- **Task description**: Every line with the string "green" should be copied from the data.

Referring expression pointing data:
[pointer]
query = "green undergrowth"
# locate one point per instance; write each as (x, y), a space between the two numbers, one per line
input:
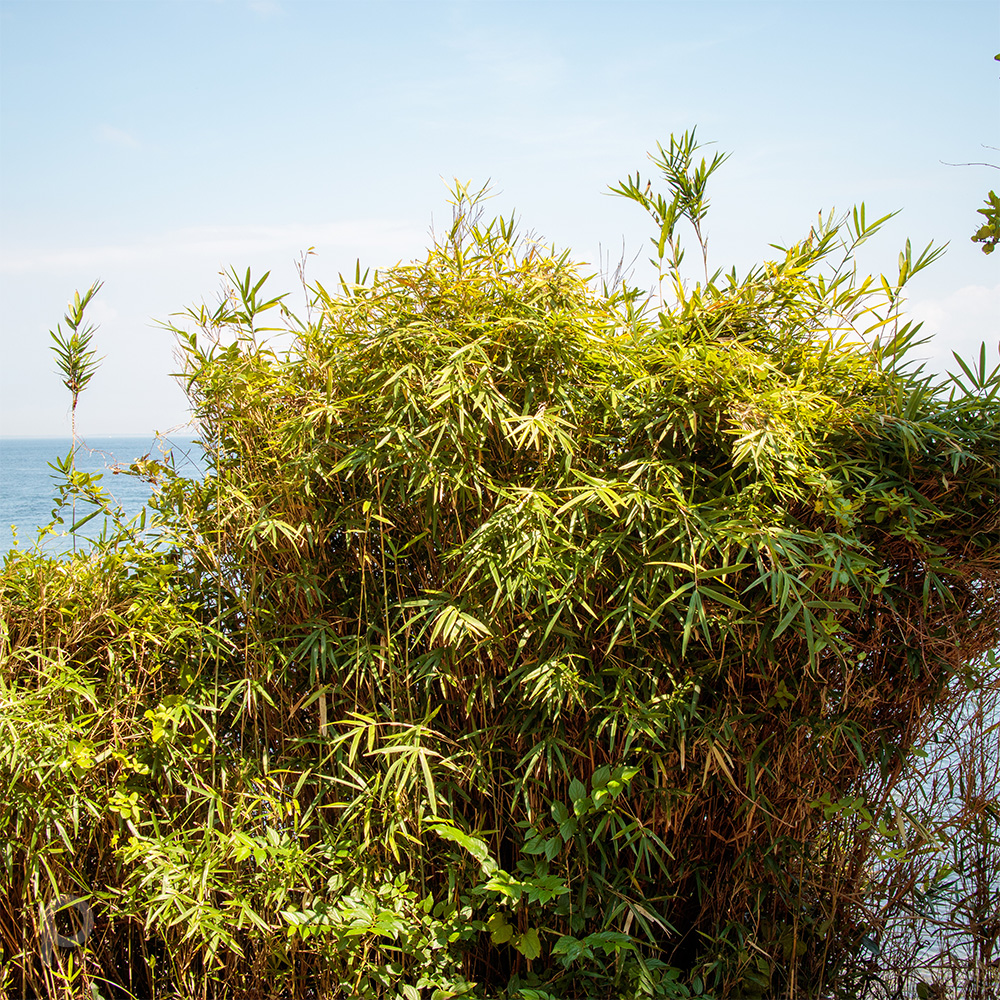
(527, 638)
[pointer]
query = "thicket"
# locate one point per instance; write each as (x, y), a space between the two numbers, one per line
(528, 637)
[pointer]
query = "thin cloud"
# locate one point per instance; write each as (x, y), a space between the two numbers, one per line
(959, 322)
(266, 8)
(228, 243)
(118, 137)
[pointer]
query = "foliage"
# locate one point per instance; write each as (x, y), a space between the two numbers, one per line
(989, 233)
(523, 640)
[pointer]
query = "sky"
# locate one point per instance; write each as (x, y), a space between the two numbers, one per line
(153, 144)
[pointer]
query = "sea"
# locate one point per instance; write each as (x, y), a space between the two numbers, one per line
(28, 483)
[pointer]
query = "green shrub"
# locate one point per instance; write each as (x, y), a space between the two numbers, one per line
(521, 641)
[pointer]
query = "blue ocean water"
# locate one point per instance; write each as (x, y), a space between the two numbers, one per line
(27, 484)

- **Expected output**:
query = "green undergrowth"
query = "green shrub"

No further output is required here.